TEXT PROVIDED:
————————

Smart. Sharp. Funny. Fearless.
Wednesday, October 26, 2016

Late 21st-century graduate students of business studying the growing problem of stranded assets will almost certainly focus on the history of Canada’s Athabasca Oil Sand (aka tar sands). The case studies they read will either describe the gradual abandonment of the world’s largest reserve of bituminous crude, or they will read about the tar sands’ miraculous last-minute escape from becoming the world’s largest stranded asset. For either outcome, the turning point they will look back on is just about now.

In some respects Alberta’s gigantic deposits of bitumen, a dense mixture of sand and heavy crude oil, third in size only to the reserves of Saudi Arabia and Venezuela, were stranded from the start by location. Situated in the heart of a vast boreal forest at the center of a very large continent, they are hundreds of miles from the nearest refinery and thousands more from navigable tidewater.

————————

EXERCISE A: According to the oil sands text, which two countries have reserves larger than Alberta's bitumen deposits?
EXERCISE B: Reproduce the part of the oil sands text that opens with the words containing "Late 21st-century graduate" and closes with "just about now.".
EXERCISE C: Carry the oil sands text forward from its final sentence.
The data that comes next is separate material, apart from the oil sands text.

DATASET EXTRACT:
————————

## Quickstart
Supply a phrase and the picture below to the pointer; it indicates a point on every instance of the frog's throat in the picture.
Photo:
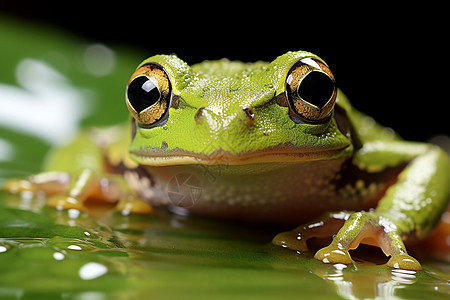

————————

WRITTEN REPLY A: Saudi Arabia and Venezuela.

WRITTEN REPLY B:
Late 21st-century graduate students of business studying the growing problem of stranded assets will almost certainly focus on the history of Canada’s Athabasca Oil Sand (aka tar sands). The case studies they read will either describe the gradual abandonment of the world’s largest reserve of bituminous crude, or they will read about the tar sands’ miraculous last-minute escape from becoming the world’s largest stranded asset. For either outcome, the turning point they will look back on is just about now.

WRITTEN REPLY C:
Of course, some of Alberta’s crude has made its way to market, but so much slower than it could have, or was projected to, that producers, refiners, shippers, banks and other investors, in tar-sands development are beginning to wonder whether they have backed a good play by investing over $160 billion to turn tar into oil.

So the economic stranding process has already begun. Five global energy giants — Shell, Total, Suncor, Statoil and Occidental — have cut bait on major bitumen deposits in Alberta, in which they had already invested billions. Suncor has just slashed another billion dollars from its capital spending program and $800 million more from operating expenses. And as oil prices slide lower, commercial and investment banks are reconsidering future underwritings. An industry that recently envisioned doubling production over the next two decades is now looking at something closer to the opposite, a halving of production or worse in far fewer than 20 years.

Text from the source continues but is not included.